### Wat te doen
a) Leg in één tot drie zinnen uit waarom het artikel over de arbeidsinkomensquote zegt dat werkenden een kleiner deel van de koek krijgen.
b) Hoeveel cent per euro ging er volgens het artikel over de arbeidsinkomensquote in 1996 naar arbeid?

### Paginatekst
########

Werkenden krijgen kleiner deel van de koek
Van iedere euro die door bedrijven in de marktsector verdiend werd, ging vorig jaar 73 cent naar werknemers en zelfstandigen als inkomen. De resterende 27 cent ging als winst naar de bedrijven, blijkt uit cijfers van het Centraal Bureau voor de Statistiek.
Deze arbeidsinkomensquote (aiq) daalt al drie jaar op rij. In 2013 kreeg het personeel nog 78 cent van iedere verdiende euro. In 2015 lag dat aandeel op 74 cent. In 1996 ging nog 80 cent per euro naar arbeid, in de twintig jaar daarna heeft de arbeidsinkomensquote dat niveau niet meer gehaald.

########

### Getoonde items
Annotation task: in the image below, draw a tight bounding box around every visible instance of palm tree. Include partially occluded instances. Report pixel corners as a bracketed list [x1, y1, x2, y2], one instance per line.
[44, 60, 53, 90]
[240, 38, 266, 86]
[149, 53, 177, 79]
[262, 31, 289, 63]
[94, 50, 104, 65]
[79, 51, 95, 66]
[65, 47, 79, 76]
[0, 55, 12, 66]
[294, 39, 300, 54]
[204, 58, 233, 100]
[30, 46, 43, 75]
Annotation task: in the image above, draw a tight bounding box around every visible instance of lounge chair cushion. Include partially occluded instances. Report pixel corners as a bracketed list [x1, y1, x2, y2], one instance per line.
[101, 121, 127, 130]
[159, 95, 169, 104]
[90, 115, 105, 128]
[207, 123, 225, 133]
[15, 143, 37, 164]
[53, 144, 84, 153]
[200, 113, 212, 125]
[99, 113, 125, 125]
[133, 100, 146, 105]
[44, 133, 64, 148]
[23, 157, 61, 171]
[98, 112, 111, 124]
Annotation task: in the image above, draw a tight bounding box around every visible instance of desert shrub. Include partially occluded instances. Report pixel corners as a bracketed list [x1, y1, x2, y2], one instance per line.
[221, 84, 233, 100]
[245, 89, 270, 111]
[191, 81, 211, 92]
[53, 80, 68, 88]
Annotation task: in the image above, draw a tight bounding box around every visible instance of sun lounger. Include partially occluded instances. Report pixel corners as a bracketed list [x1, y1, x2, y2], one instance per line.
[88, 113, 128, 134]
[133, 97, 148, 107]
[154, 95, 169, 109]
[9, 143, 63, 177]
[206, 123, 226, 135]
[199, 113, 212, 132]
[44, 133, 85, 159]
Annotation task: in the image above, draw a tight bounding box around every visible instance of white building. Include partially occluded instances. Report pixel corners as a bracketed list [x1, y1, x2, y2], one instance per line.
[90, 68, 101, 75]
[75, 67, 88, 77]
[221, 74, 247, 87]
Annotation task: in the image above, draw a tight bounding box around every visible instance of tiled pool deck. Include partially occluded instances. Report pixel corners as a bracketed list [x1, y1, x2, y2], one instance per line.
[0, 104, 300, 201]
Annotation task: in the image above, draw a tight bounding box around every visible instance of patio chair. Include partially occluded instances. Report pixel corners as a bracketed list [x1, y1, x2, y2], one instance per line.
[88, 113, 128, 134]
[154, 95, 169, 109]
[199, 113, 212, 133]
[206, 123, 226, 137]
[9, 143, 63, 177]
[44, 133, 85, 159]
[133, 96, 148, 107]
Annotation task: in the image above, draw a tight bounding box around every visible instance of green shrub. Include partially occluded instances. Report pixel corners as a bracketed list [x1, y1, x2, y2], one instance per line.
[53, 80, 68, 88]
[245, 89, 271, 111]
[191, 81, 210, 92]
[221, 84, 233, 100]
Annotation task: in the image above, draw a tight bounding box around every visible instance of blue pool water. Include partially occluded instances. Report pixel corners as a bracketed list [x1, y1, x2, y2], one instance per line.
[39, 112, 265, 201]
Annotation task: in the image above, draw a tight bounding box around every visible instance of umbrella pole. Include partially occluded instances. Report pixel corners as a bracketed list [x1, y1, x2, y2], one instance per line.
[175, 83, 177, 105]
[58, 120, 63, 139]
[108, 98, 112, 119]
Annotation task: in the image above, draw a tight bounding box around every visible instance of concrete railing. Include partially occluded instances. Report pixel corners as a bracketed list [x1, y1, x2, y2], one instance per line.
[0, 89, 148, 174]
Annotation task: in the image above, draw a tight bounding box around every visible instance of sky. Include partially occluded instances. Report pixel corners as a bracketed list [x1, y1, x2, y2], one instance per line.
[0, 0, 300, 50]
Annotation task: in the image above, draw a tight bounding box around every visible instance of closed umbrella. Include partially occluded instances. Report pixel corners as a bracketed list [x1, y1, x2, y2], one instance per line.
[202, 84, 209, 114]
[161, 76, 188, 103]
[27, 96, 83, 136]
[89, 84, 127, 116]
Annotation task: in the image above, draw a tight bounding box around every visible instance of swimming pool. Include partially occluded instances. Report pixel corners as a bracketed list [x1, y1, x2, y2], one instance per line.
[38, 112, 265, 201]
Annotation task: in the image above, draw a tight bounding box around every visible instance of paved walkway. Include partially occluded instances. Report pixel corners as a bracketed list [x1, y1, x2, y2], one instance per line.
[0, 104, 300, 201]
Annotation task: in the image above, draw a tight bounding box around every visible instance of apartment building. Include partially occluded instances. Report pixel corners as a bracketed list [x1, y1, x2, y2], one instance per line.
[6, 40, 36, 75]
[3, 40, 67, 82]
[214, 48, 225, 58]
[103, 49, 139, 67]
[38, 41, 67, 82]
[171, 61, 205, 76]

########

### Uitwerkingen
a) Van elke euro die bedrijven in de marktsector verdienen, gaat een steeds kleiner deel als inkomen naar werknemers en zelfstandigen: in 2013 was dat nog 78 cent, in 2015 74 cent en vorig jaar 73 cent. De arbeidsinkomensquote daalt al drie jaar op rij.

b) 80 cent.